▶ _EXERCISE OBJECTIVE_
Your task is to output all the records below, word for word.

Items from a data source
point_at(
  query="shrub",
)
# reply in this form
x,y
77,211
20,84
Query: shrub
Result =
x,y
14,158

▶ _RESULT_
point_at(
  query="shrub",
)
# reply in this form
x,y
77,211
20,84
Query: shrub
Result =
x,y
14,158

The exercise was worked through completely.